▸ TASK OBJECTIVE
Copy out every line exactly, passing over the pictures.

▸ INFORMATION GIVEN
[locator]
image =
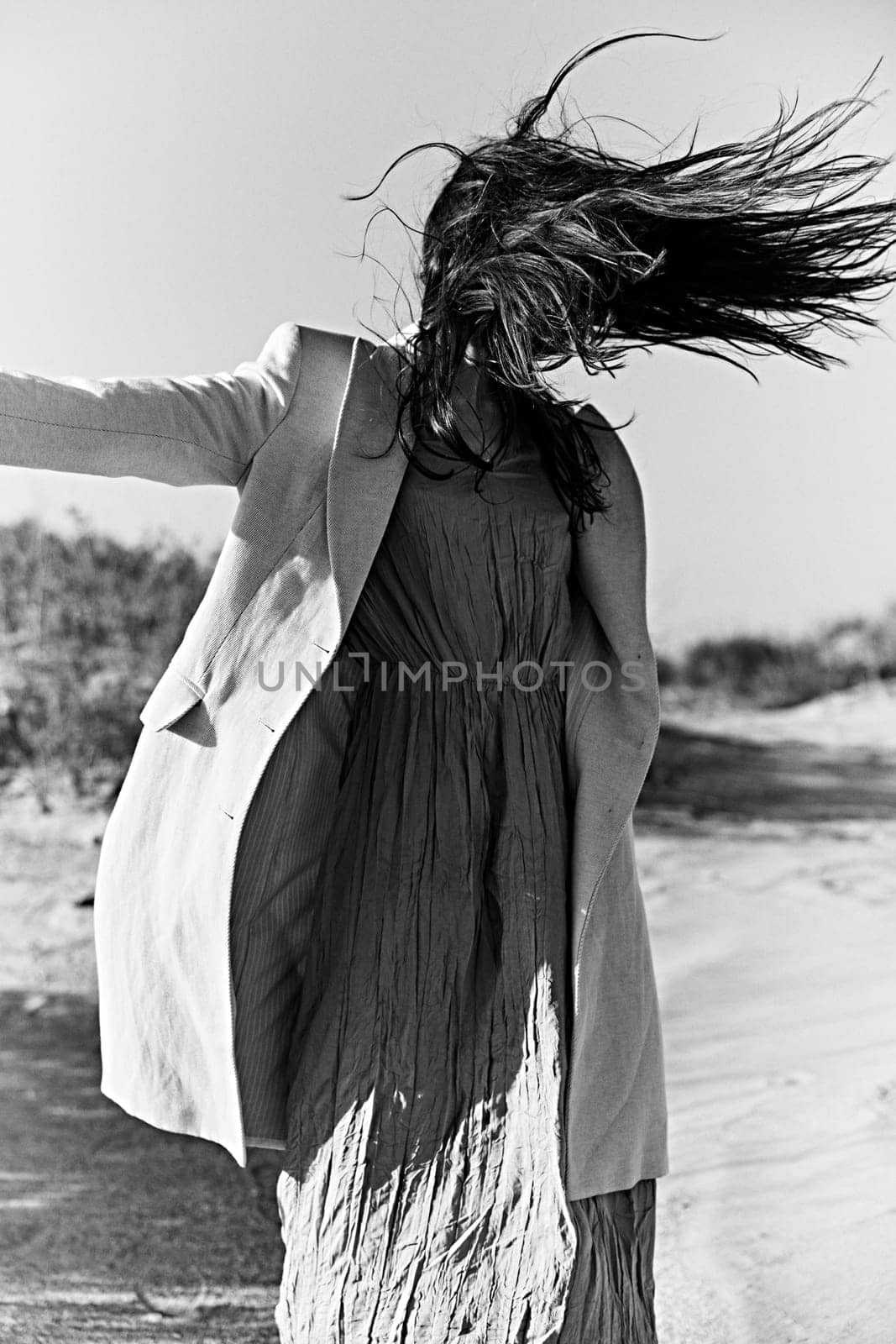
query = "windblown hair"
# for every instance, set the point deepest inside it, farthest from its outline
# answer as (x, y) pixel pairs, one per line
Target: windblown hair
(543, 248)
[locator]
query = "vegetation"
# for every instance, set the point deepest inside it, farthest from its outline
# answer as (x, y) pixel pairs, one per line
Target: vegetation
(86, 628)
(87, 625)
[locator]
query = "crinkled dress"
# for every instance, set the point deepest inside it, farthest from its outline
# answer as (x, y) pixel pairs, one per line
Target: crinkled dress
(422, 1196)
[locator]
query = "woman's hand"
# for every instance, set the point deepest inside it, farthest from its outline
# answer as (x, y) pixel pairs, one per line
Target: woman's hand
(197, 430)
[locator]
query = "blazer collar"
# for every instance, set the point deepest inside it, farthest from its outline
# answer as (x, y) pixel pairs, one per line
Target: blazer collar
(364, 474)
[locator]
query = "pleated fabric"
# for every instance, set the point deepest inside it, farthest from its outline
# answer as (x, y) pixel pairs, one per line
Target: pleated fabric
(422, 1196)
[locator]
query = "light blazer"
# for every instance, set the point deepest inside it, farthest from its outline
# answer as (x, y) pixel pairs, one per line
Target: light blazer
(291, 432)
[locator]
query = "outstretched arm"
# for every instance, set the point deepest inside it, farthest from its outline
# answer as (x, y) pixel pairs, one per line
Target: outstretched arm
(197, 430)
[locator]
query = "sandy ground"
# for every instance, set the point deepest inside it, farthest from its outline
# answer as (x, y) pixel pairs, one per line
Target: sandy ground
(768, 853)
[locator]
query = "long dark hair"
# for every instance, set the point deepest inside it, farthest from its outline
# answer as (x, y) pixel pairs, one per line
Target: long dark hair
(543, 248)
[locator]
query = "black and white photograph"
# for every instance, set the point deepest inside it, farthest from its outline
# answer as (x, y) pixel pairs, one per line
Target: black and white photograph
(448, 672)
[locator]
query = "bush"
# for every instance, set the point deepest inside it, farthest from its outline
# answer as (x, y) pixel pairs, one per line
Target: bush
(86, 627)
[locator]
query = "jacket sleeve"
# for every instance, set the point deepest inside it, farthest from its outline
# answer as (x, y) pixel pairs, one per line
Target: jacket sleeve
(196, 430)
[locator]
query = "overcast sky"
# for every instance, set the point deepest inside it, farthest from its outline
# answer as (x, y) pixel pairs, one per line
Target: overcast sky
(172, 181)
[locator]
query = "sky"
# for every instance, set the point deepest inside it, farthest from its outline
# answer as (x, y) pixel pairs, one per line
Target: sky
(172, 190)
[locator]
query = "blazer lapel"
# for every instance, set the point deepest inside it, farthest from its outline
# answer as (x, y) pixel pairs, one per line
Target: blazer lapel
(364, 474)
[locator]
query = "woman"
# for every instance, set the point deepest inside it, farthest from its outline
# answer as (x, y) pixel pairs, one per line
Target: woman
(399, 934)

▸ ANSWER TO THE EXERCISE
[locator]
image =
query = "windblown hair"
# for every instance, set the point deepest inside it, farthest from its outline
# answer as (x, y) pixel pairs, one per line
Target: windblown hair
(543, 248)
[locator]
query = "vegetation"
# for every instance, set the point deepest inside it, farthest from its outline
# answer as (x, y) pixel pairs, one per line
Target: vegetation
(86, 628)
(87, 625)
[locator]
query = "crinkled dress"
# for every instance, set the point deepest inside it, farthest from its outline
# answer as (x, y) pixel pairs, one per line
Target: crinkled dress
(422, 1196)
[locator]
query = "woman's hand"
# for every instance, set the point deepest inside it, farthest from its outline
# answer as (x, y) pixel pairs, one per line
Target: woman's hand
(197, 430)
[locator]
query = "blazer collar"
# for every instance, set the point deepest inside it, farthest from its outline
# answer as (x, y) pixel pairs, one per line
Target: blazer collar
(364, 474)
[locator]
query = "pleated fabric"
# for every instance, set the point deepest inside it, farthest from its outline
# answer as (x, y) pixel pairs, one per line
Target: pleated fabric
(422, 1196)
[locator]
query = "light blazer"
# for every instance, set the point deepest inside it, farthest from its outline
# answer as (x, y) pixel pairs, one per line
Target: light blazer
(291, 432)
[locator]
query = "outstretched arm"
# for every instance, set the point deepest inside it, farthest from its outline
# answer as (x, y) pixel pairs, one per line
Target: outstretched arm
(197, 430)
[locator]
query = "sandy ground"
# for every instance, set the point deepest inside it, farthest from its outline
# answer as (x, y) pixel pairs, one per line
Target: sandy ground
(768, 853)
[locator]
query = "long dark hair"
# for every instance, set the point deepest inside it, farthest from its outline
# answer as (x, y) pixel pairs, one per line
Target: long dark hair
(543, 248)
[locator]
query = "black and white photograph"
# for every instance, set the point deepest inside it, farthest from its outline
# answer as (x, y) pixel pairs, one per line
Target: black and white photograph
(448, 672)
[locator]
query = "bush"
# for every instance, set the point deepest inside it, farthest from its outline
# answer as (x, y) pixel pairs, one per line
Target: bush
(86, 627)
[locator]
query = "jacket sleeve"
# for every instance, set the point deepest inside it, farthest from its outline
# answer as (x, y) pixel pairs, one per line
Target: jacket sleeve
(196, 430)
[locator]
query = "overcast sky"
# for every instance, set the point deepest inside it, farthest from its outline
# answer as (x, y) pixel pairs, one per line
Target: overcast sky
(172, 181)
[locator]
query = "sky"
# for every instance, set the point deepest inside it, farthest from its outline
# answer as (x, y) pixel pairs, one per line
Target: sky
(172, 190)
[locator]
query = "blazer lapel"
# for every instance, set the point deepest inside it, farthest from its outline
# answer as (x, y) pixel pairs, one per line
Target: blazer lapel
(364, 474)
[locator]
query = "woman"
# for every instance, set the point deepest inside it, farthest from its outline
# answer as (x, y) pixel pairs, one per line
Target: woman
(399, 934)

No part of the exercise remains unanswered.